INDICACIÓN 1: Cuenta las líneas de las filas que contienen la palabra "branch" y responde solo con el número.

Mientras, Mangroves Dip (2015) recoge una escena de prostitución masculina que parece invertir, en sentido figurado y también literal, las sátiras eróticas de los caprichos de Goya, donde mujeres sin escrúpulos se aprovechaban de la libido desbocada de hombres lujuriosos. Armitage traslada esas escenas a las costas africanas, donde féminas del primer mundo contratan los servicios de muchachos con piel de ébano. “Existe un aspecto casi kitsch en su obra, que se traduce en el uso de la caricatura y de lo grotesco, que yo intento reproducir”, responde el artista. “Al empezar mis cuadros, me pregunto qué haría Goya si estuviera entre nosotros. Sus enseñanzas siguen siendo radicales, porque fue un pintor que no siguió ninguna regla. Hay muy pocos que hayan trabajado así. En el arte reciente, solo se me ocurre Sigmar Polke”, apunta poco después.
‘Old Woman Breastfeeding’ (2020), estudio preparatorio en tinta sobre papel.

FILAS DADAS:
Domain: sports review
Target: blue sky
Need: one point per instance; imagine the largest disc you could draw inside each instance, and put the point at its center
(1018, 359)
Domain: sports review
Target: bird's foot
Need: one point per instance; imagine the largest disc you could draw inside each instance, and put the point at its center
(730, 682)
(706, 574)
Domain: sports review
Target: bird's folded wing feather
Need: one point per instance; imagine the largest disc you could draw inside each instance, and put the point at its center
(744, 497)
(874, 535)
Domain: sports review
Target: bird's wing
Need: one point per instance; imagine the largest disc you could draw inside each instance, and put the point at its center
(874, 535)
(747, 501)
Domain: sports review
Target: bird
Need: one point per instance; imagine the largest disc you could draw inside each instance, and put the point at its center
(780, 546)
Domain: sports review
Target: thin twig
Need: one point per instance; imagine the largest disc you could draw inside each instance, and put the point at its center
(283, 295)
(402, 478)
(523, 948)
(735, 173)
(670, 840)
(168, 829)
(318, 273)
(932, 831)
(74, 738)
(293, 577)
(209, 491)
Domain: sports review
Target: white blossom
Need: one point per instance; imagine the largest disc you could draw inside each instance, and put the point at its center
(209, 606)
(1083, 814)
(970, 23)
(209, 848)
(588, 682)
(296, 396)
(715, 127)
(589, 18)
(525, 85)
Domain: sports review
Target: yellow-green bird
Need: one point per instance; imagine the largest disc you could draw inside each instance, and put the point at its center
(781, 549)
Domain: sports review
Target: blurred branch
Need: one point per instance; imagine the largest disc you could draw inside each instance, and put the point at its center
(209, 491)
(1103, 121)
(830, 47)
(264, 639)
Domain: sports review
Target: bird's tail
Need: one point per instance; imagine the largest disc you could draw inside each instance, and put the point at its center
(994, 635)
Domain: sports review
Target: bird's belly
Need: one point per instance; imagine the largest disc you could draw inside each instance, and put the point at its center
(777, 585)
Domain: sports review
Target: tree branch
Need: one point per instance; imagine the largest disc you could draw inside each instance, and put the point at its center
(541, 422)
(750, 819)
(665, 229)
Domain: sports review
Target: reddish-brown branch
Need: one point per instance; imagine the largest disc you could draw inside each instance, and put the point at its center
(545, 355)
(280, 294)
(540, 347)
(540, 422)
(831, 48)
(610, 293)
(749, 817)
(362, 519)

INDICACIÓN 2: Del texto sobre Goya, copia sin cambios el tramo que empieza en las palabras "Mientras, Mangroves Dip" y termina después de "apunta poco después.".

RESULTADO 1: 3

RESULTADO 2:
Mientras, Mangroves Dip (2015) recoge una escena de prostitución masculina que parece invertir, en sentido figurado y también literal, las sátiras eróticas de los caprichos de Goya, donde mujeres sin escrúpulos se aprovechaban de la libido desbocada de hombres lujuriosos. Armitage traslada esas escenas a las costas africanas, donde féminas del primer mundo contratan los servicios de muchachos con piel de ébano. “Existe un aspecto casi kitsch en su obra, que se traduce en el uso de la caricatura y de lo grotesco, que yo intento reproducir”, responde el artista. “Al empezar mis cuadros, me pregunto qué haría Goya si estuviera entre nosotros. Sus enseñanzas siguen siendo radicales, porque fue un pintor que no siguió ninguna regla. Hay muy pocos que hayan trabajado así. En el arte reciente, solo se me ocurre Sigmar Polke”, apunta poco después.